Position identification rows
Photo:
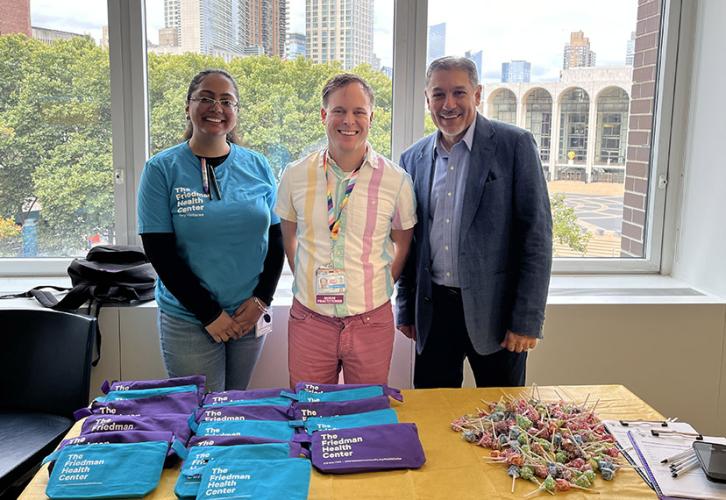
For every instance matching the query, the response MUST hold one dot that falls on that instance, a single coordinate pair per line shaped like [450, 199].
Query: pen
[677, 456]
[695, 435]
[685, 468]
[682, 463]
[626, 423]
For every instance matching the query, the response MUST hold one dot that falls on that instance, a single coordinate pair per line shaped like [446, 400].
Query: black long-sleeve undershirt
[181, 281]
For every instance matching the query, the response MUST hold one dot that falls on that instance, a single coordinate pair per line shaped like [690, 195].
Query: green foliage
[55, 129]
[565, 228]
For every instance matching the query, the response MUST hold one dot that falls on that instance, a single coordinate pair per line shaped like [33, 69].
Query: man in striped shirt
[347, 221]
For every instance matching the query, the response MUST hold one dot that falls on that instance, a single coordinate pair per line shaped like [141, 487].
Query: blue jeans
[188, 349]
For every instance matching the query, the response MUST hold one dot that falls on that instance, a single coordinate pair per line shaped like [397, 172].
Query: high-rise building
[172, 19]
[478, 59]
[577, 53]
[516, 72]
[339, 30]
[169, 37]
[295, 46]
[630, 50]
[437, 42]
[267, 25]
[48, 36]
[15, 17]
[227, 28]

Task statement:
Please retype everything from the row containing "like [141, 487]." down to the final row, both included, with every line unchanged.

The output:
For every instance matching the query, the response MUST hold one dot that falls on that instance, a single coordinate pair per line shaped like [141, 487].
Query: blue jeans
[188, 349]
For every instance matching the query, the response MUST hold one dot that falls on that instance, a single coordinate pair per line shaped like [397, 172].
Query: high-rise building
[172, 19]
[478, 59]
[577, 53]
[516, 72]
[339, 30]
[169, 37]
[295, 46]
[630, 50]
[437, 42]
[267, 25]
[48, 36]
[15, 17]
[227, 28]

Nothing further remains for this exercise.